Your goal –
In the rows below, starting at the line that contains "Find the eyebrow" and running through the end of the rows, replace "eyebrow" with "eyelash", leaving everything else unchanged. Give back only those lines.
________________
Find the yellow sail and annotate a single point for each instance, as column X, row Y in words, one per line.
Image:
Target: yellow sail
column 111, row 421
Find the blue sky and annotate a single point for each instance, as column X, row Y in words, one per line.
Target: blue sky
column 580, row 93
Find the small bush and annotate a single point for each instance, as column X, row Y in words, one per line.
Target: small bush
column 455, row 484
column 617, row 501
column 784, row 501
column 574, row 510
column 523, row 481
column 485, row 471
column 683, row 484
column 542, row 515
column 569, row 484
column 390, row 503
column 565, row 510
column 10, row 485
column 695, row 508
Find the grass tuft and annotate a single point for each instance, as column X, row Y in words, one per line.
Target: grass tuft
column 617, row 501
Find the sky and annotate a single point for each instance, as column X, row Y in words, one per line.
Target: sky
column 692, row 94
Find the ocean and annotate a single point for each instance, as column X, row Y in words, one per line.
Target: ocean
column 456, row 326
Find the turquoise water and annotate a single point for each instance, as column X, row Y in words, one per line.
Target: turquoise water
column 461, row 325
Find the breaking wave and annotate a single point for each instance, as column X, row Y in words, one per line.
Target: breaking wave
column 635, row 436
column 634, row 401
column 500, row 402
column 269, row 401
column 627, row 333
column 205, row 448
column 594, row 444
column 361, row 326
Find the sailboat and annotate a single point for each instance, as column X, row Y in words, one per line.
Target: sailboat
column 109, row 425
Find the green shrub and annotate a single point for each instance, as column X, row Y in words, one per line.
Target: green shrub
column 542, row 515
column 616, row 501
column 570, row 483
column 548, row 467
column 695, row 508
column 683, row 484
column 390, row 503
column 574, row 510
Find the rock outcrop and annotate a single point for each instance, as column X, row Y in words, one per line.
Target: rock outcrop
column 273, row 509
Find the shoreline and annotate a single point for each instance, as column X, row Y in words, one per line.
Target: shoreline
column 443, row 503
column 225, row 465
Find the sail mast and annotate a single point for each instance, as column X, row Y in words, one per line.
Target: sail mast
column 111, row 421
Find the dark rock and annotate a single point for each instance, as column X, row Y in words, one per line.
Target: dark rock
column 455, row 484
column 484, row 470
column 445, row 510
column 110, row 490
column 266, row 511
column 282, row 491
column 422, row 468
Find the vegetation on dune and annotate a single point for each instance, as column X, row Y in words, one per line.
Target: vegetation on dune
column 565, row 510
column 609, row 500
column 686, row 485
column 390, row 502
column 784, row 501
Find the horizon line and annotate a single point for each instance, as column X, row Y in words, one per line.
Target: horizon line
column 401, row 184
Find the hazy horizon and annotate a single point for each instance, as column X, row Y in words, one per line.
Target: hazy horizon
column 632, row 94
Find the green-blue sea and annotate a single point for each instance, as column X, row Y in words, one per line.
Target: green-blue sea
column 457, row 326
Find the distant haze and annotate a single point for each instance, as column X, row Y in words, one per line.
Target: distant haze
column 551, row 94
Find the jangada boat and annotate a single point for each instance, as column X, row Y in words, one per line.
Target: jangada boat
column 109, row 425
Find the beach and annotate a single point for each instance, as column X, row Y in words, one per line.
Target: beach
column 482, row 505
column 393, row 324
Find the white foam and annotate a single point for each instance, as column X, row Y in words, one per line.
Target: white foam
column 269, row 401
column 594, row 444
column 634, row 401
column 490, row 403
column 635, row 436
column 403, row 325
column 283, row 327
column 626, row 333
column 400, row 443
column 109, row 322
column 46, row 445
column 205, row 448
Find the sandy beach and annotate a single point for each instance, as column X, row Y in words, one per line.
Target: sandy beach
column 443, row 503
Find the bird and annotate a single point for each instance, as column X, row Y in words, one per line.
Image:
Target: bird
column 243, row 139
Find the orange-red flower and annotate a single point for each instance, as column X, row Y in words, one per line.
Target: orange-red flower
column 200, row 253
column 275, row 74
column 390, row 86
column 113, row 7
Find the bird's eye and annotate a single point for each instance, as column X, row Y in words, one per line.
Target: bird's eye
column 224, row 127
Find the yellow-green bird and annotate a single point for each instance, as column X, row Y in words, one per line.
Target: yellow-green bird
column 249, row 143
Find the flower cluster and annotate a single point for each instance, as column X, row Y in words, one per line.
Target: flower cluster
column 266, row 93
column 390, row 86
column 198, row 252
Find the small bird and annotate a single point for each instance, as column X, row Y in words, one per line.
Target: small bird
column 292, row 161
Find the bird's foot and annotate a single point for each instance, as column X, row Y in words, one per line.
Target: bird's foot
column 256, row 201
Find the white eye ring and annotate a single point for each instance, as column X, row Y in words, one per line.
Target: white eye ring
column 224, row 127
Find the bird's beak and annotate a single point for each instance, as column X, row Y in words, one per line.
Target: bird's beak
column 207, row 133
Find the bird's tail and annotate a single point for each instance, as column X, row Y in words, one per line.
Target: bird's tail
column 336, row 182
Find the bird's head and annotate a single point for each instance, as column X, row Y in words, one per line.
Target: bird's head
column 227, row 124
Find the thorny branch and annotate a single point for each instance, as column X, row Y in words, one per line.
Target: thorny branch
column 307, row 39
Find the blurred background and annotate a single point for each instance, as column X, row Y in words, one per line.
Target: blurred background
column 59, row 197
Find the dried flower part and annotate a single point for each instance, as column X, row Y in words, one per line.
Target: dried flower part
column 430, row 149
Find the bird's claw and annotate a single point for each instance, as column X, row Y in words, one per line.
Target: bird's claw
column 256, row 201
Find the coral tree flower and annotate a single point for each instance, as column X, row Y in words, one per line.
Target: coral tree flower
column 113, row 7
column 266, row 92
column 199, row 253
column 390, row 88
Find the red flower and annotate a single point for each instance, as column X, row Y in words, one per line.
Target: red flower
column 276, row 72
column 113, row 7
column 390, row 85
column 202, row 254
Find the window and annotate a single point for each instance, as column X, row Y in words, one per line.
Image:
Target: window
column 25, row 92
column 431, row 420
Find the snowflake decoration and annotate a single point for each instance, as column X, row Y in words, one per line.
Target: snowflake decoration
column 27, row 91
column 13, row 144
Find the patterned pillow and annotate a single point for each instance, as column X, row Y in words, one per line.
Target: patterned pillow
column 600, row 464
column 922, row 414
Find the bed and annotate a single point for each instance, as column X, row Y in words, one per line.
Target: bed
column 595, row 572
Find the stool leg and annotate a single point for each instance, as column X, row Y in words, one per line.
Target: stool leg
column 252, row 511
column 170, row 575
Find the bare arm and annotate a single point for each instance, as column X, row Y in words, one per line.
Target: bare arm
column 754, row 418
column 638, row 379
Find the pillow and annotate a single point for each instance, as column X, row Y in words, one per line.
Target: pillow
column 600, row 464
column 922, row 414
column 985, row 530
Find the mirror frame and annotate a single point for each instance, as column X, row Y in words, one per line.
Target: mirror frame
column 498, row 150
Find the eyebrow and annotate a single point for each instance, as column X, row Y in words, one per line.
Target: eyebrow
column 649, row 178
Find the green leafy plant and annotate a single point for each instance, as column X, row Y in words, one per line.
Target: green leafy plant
________________
Result below –
Find the eyelash and annotate a single point for each instance, as column X, row Y in words, one per line.
Target: eyelash
column 649, row 178
Find the green leafy plant and annotate a single point for each instance, as column X, row Y in words, one per line.
Target: green leafy plant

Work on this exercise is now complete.